# [Documentfragment]
•••••

Follett beschrijft het geluk, de liefde, de vreugde van gewone mensen en hun streven naar vrijheid, naar vrede, naar welvaart, naar respect. En ook hun ontgoochelingen en verdriet, de ontluistering van grote idealen, de frustraties en de afgunst, de dromen die een nachtmerrie worden, de hobbelige en bijwijlen harde strijd voor vrouwen-, burger-, sociale en politieke rechten, voor meningsvrijheid, bewegingsvrijheid, voor democratie.
Aan de andere kant van de macht kijkt de lezer mee in de huiskamer en suites van wie onwillig is om macht en privileges te delen, van wie zich verzet tegen de nieuwkomers met hun nieuwe ideeën, verwachtingen en dromen die na verloop van tijd eisen worden waaraan tegemoet moet worden gekomen. De Welshe graaf weent bittere tranen als hij als lid van het Hogerhuis moet toezien hoe de eerste socialistische regering met feestelijk gedruis de eerste mijnschacht laat graven in de schaduw van zijn royale buitenhuis op zijn voorvaderlijke landgoed.

•••••

Rijen uit de dataset

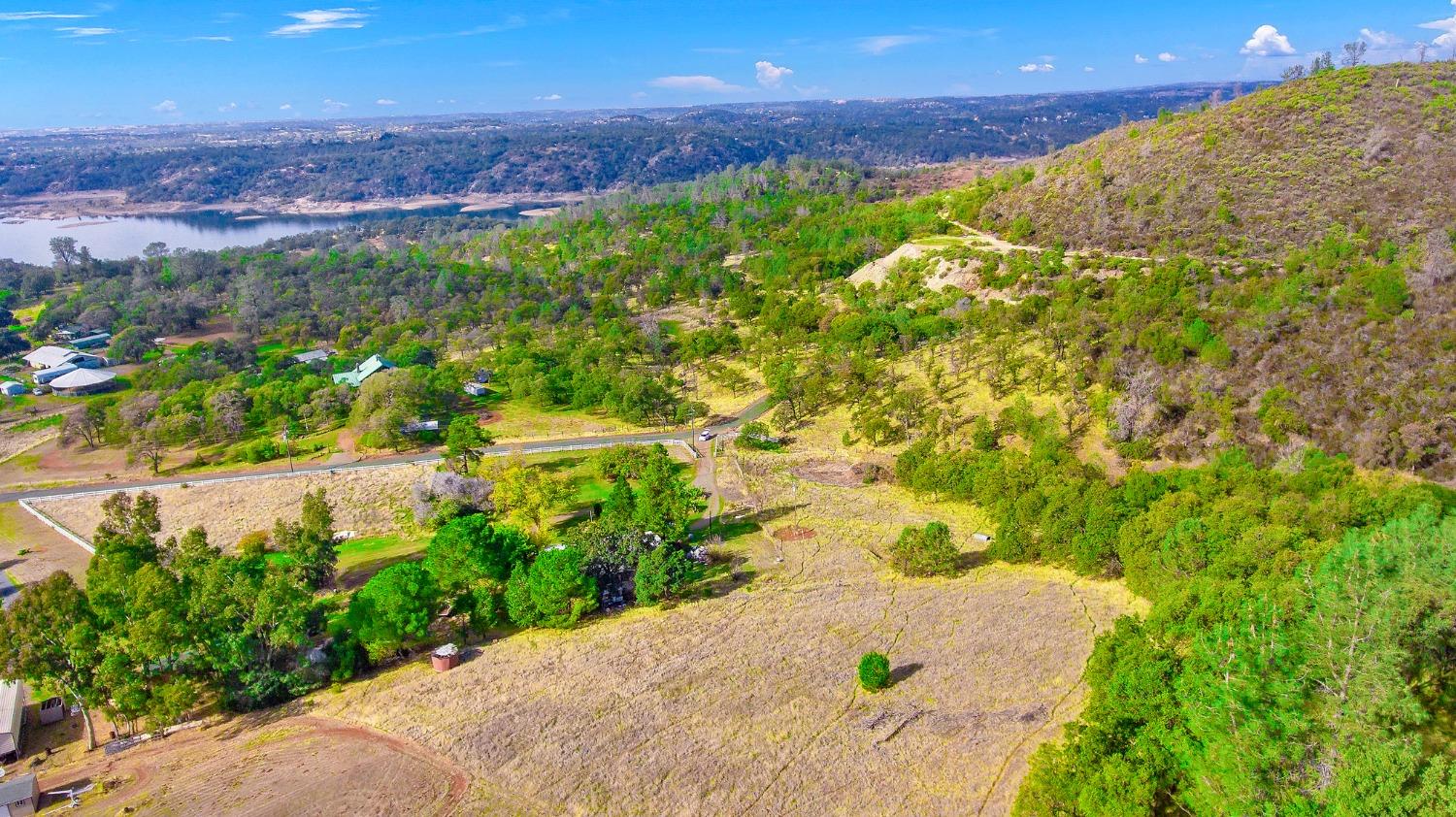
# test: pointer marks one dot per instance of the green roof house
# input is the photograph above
(360, 373)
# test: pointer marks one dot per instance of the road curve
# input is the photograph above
(754, 411)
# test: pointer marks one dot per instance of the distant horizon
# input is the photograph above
(87, 64)
(204, 124)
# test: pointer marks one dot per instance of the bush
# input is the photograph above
(252, 545)
(925, 551)
(661, 574)
(874, 671)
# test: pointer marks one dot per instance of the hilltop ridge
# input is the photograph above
(1369, 148)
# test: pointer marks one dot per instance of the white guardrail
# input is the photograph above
(46, 519)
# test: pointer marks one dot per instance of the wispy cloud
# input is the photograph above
(22, 16)
(1267, 41)
(86, 31)
(320, 19)
(885, 43)
(771, 75)
(696, 82)
(513, 22)
(1447, 25)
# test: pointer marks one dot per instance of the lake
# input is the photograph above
(122, 236)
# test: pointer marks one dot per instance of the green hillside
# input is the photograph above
(1369, 148)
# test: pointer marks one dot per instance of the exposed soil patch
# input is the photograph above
(297, 765)
(794, 534)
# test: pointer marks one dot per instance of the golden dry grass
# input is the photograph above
(363, 502)
(745, 701)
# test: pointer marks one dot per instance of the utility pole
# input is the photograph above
(287, 443)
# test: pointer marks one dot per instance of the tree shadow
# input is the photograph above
(905, 671)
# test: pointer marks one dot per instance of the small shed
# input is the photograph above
(363, 372)
(83, 381)
(92, 341)
(19, 796)
(47, 357)
(314, 355)
(421, 426)
(445, 657)
(12, 709)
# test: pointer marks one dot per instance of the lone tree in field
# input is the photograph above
(874, 671)
(925, 551)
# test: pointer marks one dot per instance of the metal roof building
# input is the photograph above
(12, 706)
(83, 381)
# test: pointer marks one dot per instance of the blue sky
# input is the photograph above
(79, 63)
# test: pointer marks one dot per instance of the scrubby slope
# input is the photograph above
(1369, 147)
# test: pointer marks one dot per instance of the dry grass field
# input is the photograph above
(363, 502)
(745, 701)
(259, 767)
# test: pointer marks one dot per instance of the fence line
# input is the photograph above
(78, 539)
(55, 526)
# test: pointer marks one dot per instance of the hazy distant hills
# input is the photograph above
(558, 151)
(1371, 148)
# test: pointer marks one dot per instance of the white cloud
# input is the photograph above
(320, 19)
(885, 43)
(698, 82)
(1449, 26)
(1380, 40)
(771, 75)
(22, 16)
(86, 31)
(1267, 41)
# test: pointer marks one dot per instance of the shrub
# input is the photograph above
(252, 545)
(925, 551)
(874, 671)
(661, 572)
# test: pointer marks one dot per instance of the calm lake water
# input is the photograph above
(122, 236)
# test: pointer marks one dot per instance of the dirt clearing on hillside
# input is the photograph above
(363, 500)
(745, 703)
(297, 765)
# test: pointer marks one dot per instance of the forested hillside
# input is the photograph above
(584, 151)
(1371, 148)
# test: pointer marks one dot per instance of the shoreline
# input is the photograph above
(99, 204)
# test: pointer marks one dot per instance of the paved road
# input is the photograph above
(745, 415)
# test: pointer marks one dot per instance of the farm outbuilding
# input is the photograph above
(19, 796)
(12, 709)
(83, 381)
(363, 372)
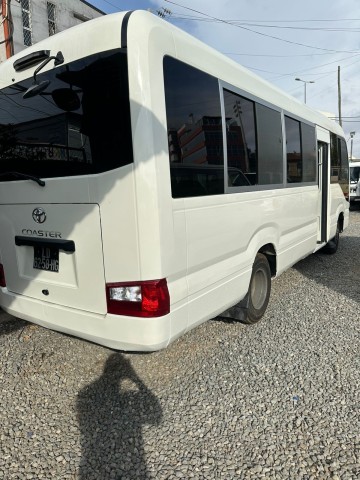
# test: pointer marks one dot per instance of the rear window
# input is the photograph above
(78, 125)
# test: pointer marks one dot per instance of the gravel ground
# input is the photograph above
(277, 400)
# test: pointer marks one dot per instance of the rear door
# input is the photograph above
(53, 253)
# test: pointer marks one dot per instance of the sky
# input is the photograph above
(280, 40)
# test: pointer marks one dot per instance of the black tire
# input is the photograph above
(331, 247)
(259, 290)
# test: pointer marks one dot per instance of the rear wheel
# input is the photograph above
(259, 289)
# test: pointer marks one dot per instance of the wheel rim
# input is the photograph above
(258, 289)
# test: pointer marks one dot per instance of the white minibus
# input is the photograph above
(149, 183)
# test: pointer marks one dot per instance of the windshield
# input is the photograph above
(78, 124)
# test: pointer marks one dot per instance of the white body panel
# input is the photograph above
(204, 246)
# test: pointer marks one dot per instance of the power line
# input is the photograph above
(259, 33)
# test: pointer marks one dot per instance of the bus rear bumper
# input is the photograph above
(113, 331)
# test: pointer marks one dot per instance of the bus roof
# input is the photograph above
(139, 27)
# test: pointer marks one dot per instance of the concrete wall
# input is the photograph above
(68, 13)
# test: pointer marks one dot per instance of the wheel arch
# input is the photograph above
(270, 253)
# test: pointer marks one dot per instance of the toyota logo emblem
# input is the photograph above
(39, 215)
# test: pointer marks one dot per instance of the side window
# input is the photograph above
(344, 167)
(240, 139)
(270, 146)
(293, 151)
(194, 130)
(308, 141)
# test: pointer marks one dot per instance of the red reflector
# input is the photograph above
(2, 276)
(152, 301)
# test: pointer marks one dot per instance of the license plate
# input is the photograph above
(46, 258)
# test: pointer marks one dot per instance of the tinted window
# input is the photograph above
(293, 150)
(270, 146)
(339, 171)
(308, 141)
(194, 130)
(241, 135)
(78, 124)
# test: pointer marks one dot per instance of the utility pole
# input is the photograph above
(339, 97)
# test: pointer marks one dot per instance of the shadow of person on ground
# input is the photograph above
(111, 413)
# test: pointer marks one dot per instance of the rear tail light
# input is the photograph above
(2, 276)
(138, 299)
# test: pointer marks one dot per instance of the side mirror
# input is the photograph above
(66, 99)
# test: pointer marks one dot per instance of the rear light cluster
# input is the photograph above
(138, 299)
(2, 276)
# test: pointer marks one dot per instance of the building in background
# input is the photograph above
(25, 22)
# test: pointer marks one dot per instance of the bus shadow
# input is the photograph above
(111, 413)
(9, 324)
(339, 272)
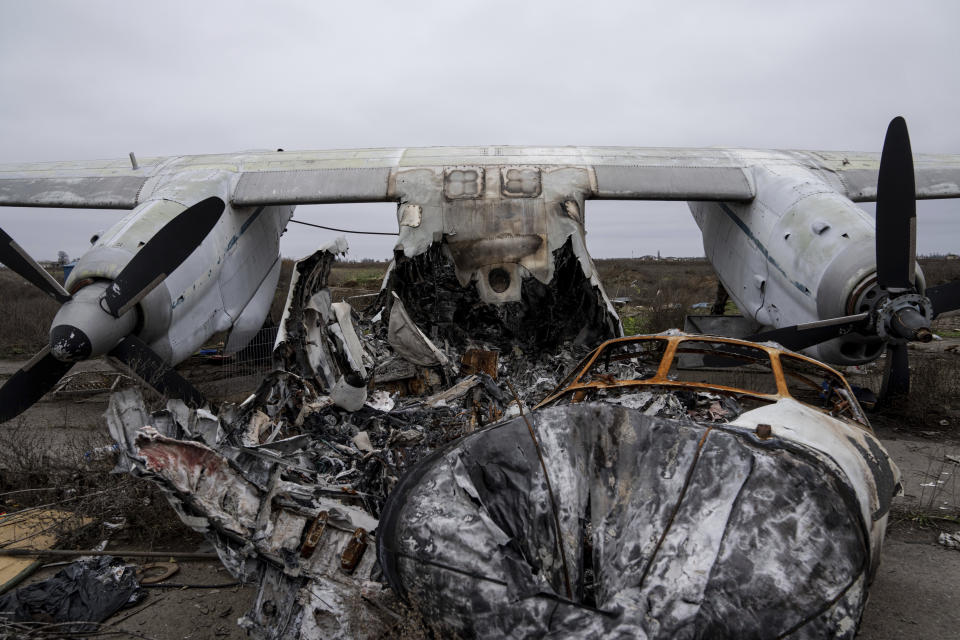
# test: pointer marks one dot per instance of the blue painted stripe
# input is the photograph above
(762, 249)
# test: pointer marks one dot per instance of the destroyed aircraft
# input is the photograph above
(490, 300)
(386, 460)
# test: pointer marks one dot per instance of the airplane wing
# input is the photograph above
(370, 175)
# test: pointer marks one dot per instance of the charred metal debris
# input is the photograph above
(289, 485)
(386, 457)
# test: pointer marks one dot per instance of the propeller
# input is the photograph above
(20, 262)
(165, 251)
(144, 362)
(900, 314)
(97, 319)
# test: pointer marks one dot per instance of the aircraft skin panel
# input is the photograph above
(358, 175)
(313, 186)
(105, 192)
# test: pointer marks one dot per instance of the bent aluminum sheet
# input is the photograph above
(696, 531)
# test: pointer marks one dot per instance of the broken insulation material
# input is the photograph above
(571, 307)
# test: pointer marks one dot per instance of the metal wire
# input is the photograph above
(368, 233)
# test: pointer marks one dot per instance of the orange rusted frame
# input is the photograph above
(661, 380)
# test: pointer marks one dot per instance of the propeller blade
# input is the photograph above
(149, 367)
(896, 373)
(13, 255)
(801, 336)
(896, 210)
(165, 251)
(31, 383)
(944, 297)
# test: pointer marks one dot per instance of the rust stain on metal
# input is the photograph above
(354, 552)
(477, 360)
(314, 533)
(579, 384)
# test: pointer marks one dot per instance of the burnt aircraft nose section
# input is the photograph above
(649, 527)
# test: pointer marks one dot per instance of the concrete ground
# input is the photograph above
(916, 592)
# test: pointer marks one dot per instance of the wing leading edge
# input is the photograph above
(371, 175)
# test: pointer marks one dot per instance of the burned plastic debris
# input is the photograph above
(570, 307)
(84, 593)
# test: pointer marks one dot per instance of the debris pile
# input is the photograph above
(395, 436)
(290, 483)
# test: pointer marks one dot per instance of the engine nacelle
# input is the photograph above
(799, 252)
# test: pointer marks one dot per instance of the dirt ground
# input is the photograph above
(916, 593)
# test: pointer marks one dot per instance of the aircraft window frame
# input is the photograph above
(833, 390)
(842, 404)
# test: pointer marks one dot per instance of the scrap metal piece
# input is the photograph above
(409, 341)
(353, 553)
(312, 539)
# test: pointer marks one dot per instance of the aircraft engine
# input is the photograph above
(103, 313)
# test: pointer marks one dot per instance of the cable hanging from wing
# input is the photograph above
(368, 233)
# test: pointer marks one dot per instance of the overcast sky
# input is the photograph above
(97, 79)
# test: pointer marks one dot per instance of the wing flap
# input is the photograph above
(315, 186)
(673, 183)
(100, 192)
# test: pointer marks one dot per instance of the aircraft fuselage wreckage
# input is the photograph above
(491, 298)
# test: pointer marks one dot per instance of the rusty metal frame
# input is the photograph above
(571, 384)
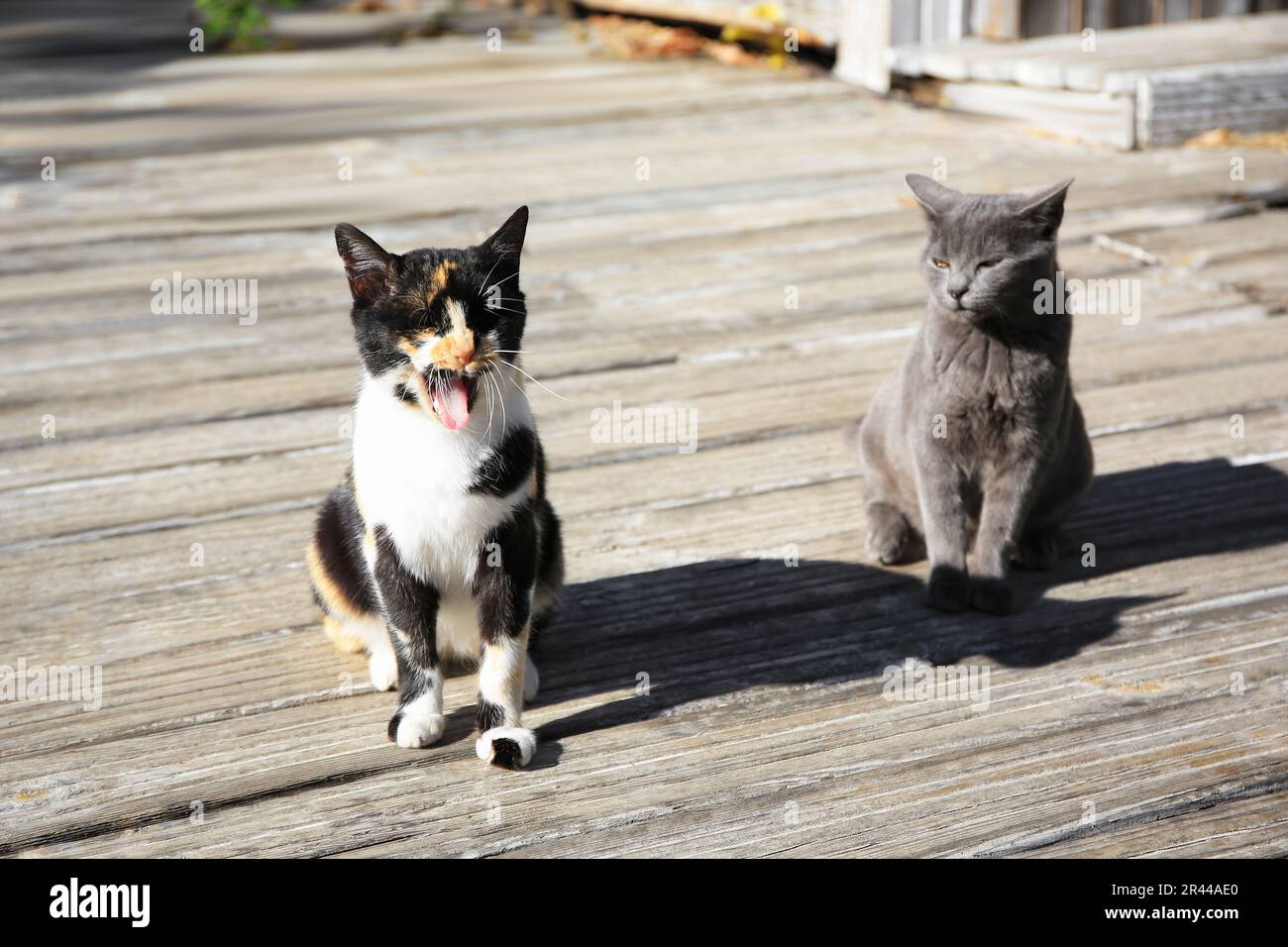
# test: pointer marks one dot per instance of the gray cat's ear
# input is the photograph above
(365, 263)
(1046, 208)
(934, 197)
(507, 241)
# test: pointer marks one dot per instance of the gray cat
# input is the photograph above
(978, 438)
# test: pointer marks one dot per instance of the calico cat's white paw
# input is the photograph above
(506, 746)
(384, 671)
(531, 682)
(413, 728)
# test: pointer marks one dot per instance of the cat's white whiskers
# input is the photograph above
(539, 384)
(500, 281)
(494, 264)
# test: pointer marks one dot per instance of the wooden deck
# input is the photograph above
(1134, 707)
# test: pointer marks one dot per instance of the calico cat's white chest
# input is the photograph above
(412, 476)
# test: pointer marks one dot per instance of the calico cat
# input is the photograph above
(977, 446)
(441, 543)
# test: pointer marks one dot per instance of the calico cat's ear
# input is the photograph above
(1046, 208)
(506, 243)
(365, 262)
(934, 197)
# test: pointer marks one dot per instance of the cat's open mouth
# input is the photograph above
(451, 397)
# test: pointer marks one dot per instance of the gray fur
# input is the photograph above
(990, 375)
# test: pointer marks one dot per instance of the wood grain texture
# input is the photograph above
(1136, 706)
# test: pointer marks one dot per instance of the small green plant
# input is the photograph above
(239, 24)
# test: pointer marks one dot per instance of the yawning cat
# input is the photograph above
(441, 543)
(978, 436)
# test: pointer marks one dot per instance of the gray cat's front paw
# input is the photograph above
(992, 595)
(892, 539)
(948, 590)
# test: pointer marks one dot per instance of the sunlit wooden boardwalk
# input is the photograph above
(699, 694)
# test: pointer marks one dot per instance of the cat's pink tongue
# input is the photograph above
(452, 403)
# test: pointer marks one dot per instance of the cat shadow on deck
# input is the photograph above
(702, 631)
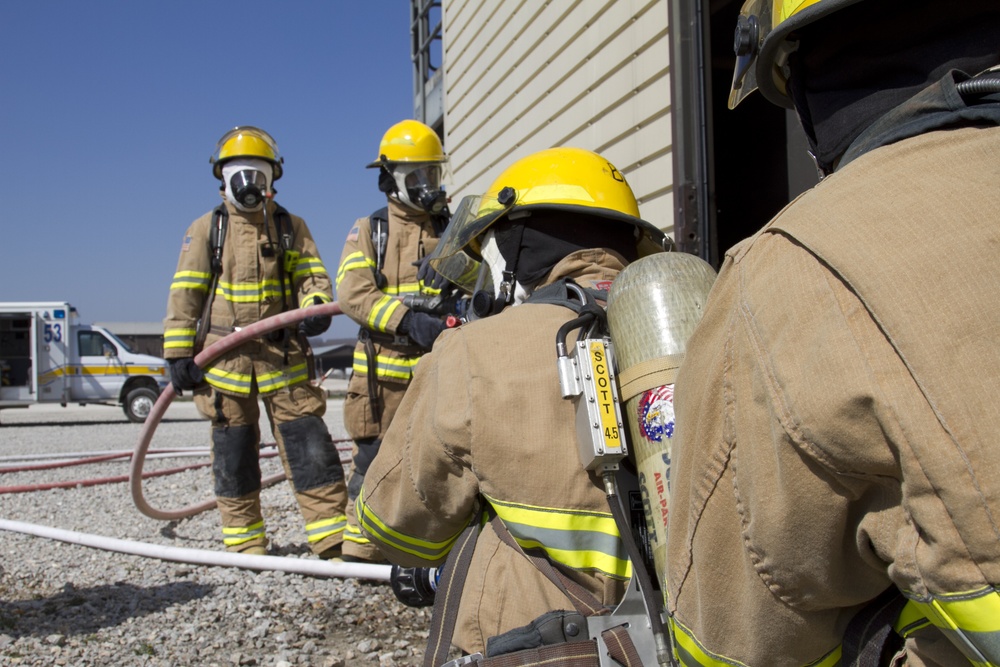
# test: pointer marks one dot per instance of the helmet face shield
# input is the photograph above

•••••

# [Doel]
Schrijf het documentfragment over Follett volledig en woordelijk over. Deze regels zijn afkomstig uit een andere bron.

# [Uitvoer hieronder]
Follett beschrijft het geluk, de liefde, de vreugde van gewone mensen en hun streven naar vrijheid, naar vrede, naar welvaart, naar respect. En ook hun ontgoochelingen en verdriet, de ontluistering van grote idealen, de frustraties en de afgunst, de dromen die een nachtmerrie worden, de hobbelige en bijwijlen harde strijd voor vrouwen-, burger-, sociale en politieke rechten, voor meningsvrijheid, bewegingsvrijheid, voor democratie.
Aan de andere kant van de macht kijkt de lezer mee in de huiskamer en suites van wie onwillig is om macht en privileges te delen, van wie zich verzet tegen de nieuwkomers met hun nieuwe ideeën, verwachtingen en dromen die na verloop van tijd eisen worden waaraan tegemoet moet worden gekomen. De Welshe graaf weent bittere tranen als hij als lid van het Hogerhuis moet toezien hoe de eerste socialistische regering met feestelijk gedruis de eerste mijnschacht laat graven in de schaduw van zijn royale buitenhuis op zijn voorvaderlijke landgoed.